*** Opening Source passage ***
In applicant's co-pending application, a laser barrier of a "gas blown" silicone foam sheet which optionally may contain an underlying layer of metallic foil is disclosed. That laser barrier has demonstrated being effective in stopping penetration of laser beams and of not externally reflecting the laser beam. It provides protection to the patient or underlying object as well as protecting persons or objects from reflected beams. Although that laser barrier is highly useful for many surgical procedures, the cost of the barrier limits its applications, especially for relatively low cost minor surgical and dental procedures where a laser is utilized. Also, the chemical and physical changes which occur to the laser barrier upon impact with the laser beam, cause a reduction in flexibility. Because of this, the barrier is not ideally suited for certain surgical procedures such as a minimally invasive laser surgical procedures which are accomplished within the body cavity without the need for large incisions. In such minimally invasive procedures, the barrier must remain flexible so that it can be passed through the small opening of the body wall after the surgery is completed.
*** Closing Source passage ***
*** Opening Exercise data ***
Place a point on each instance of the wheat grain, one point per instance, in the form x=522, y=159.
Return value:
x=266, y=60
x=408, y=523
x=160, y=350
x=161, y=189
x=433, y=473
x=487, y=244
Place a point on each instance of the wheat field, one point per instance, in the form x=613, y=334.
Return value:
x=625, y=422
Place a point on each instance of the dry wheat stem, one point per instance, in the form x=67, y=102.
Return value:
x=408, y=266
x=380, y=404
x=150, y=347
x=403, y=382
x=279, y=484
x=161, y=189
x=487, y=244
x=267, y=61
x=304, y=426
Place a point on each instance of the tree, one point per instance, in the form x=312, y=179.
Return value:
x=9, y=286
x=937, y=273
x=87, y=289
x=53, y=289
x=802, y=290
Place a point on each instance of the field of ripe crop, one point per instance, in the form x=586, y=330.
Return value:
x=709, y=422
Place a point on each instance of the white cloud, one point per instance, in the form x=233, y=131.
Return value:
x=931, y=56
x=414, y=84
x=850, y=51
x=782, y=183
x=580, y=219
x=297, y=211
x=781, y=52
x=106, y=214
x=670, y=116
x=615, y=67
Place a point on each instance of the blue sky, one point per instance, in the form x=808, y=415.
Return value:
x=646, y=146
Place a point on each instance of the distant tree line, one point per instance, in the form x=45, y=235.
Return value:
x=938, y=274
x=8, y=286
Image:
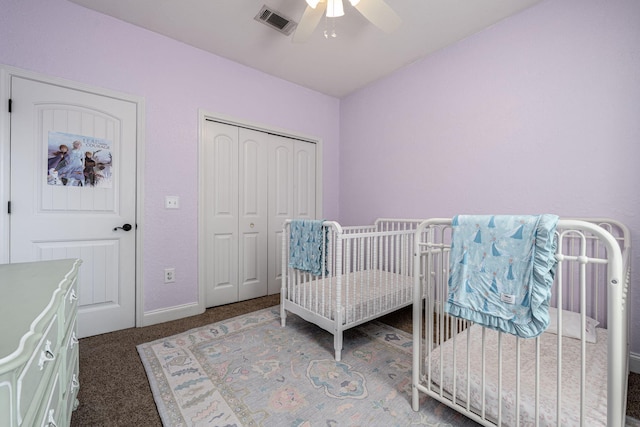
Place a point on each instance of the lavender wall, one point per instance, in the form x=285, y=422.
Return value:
x=61, y=39
x=539, y=113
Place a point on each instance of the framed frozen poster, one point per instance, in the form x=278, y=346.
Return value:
x=79, y=161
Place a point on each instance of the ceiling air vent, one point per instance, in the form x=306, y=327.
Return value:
x=275, y=20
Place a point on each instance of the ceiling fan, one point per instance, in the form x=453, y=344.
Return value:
x=376, y=11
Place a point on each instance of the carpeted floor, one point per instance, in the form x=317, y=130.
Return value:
x=114, y=389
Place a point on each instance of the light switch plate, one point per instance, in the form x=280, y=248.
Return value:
x=172, y=202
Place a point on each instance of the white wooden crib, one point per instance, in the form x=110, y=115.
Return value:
x=497, y=379
x=369, y=273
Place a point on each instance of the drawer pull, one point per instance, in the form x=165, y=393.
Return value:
x=46, y=355
x=74, y=382
x=51, y=422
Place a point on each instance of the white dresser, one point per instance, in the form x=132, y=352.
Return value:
x=38, y=344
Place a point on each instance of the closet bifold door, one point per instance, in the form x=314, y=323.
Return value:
x=252, y=218
x=220, y=151
x=253, y=181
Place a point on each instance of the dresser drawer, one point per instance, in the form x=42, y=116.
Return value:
x=72, y=389
x=71, y=351
x=70, y=303
x=52, y=413
x=35, y=375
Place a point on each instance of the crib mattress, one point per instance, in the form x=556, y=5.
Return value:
x=365, y=294
x=596, y=381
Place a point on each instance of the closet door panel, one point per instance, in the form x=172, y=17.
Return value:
x=304, y=180
x=220, y=153
x=253, y=214
x=281, y=159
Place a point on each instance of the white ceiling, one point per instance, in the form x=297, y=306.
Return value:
x=359, y=55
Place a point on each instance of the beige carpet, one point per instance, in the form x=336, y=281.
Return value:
x=114, y=387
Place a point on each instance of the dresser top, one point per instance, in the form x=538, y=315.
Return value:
x=26, y=292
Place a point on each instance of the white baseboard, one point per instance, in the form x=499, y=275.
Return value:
x=172, y=313
x=634, y=362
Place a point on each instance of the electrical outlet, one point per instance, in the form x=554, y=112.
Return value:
x=169, y=275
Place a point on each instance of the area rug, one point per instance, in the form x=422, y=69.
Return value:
x=249, y=371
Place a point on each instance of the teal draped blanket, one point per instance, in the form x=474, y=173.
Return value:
x=308, y=238
x=501, y=270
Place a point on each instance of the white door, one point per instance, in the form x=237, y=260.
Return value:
x=253, y=181
x=219, y=154
x=253, y=222
x=69, y=206
x=235, y=212
x=292, y=194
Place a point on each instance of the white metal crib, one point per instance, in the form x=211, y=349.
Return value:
x=369, y=273
x=567, y=378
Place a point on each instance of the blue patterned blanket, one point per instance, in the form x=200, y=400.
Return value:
x=306, y=242
x=501, y=271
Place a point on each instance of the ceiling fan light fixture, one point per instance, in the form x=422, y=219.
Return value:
x=334, y=8
x=313, y=3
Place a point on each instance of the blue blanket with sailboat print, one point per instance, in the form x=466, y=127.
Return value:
x=307, y=243
x=501, y=270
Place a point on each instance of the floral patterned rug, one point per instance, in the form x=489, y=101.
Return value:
x=249, y=371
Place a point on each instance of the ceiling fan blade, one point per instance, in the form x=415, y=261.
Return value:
x=379, y=14
x=309, y=21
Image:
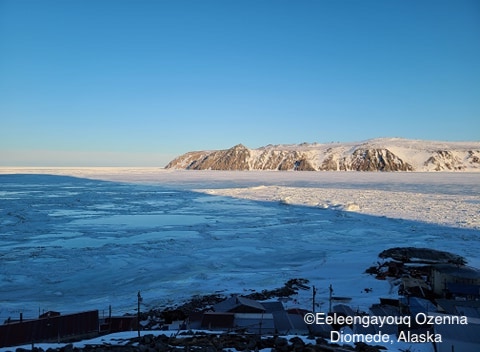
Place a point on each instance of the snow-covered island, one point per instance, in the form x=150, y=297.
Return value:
x=382, y=154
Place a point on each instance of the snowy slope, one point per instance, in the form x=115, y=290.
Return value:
x=383, y=154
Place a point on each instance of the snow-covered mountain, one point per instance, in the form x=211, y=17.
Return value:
x=383, y=154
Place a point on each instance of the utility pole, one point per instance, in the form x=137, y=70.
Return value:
x=330, y=299
x=139, y=299
x=314, y=292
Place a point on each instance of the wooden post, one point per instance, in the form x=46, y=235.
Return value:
x=139, y=299
x=330, y=299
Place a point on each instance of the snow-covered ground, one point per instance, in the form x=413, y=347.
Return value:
x=95, y=239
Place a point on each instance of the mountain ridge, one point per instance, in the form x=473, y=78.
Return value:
x=380, y=154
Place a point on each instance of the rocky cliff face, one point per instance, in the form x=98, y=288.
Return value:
x=373, y=155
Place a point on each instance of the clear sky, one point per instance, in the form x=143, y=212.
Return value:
x=136, y=83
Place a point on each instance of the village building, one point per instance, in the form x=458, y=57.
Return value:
x=448, y=279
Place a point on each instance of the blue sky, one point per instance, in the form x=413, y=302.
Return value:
x=136, y=83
*** Closing Exercise data ***
Check your understanding:
a) According to the laser barrier passage, what limits the applications of the silicone foam laser barrier?
b) Write the next part of the laser barrier passage, continuing from its final sentence.

Responses by task:
a) Its cost limits its applications, especially for relatively low-cost minor surgical and dental procedures that use a laser.

b)
Prior art laser barrier articles do not offer adequate combined protection of both the patient and the operating room staff. The "highly reflective" metallic foil protects the patient but endangers those in the operating room by virtue of specular reflection. Reducing the reflective nature of a thin metal layer by changing the molecular nature of the surface of the metal, such as by anodization, result in absorption of the beam on the surface, followed by meltdown and penetration of the thin metal layer. Application of nonreflective coatings to a thin metal layer surface, also results in absorption of the beam on the surface followed by meltdown and penetration. Applying a fabric layer on the outer surface of a thin metal layer provides only very brief protection before the fabric is vaporized and the exposed shiny metal layer reflects the beam.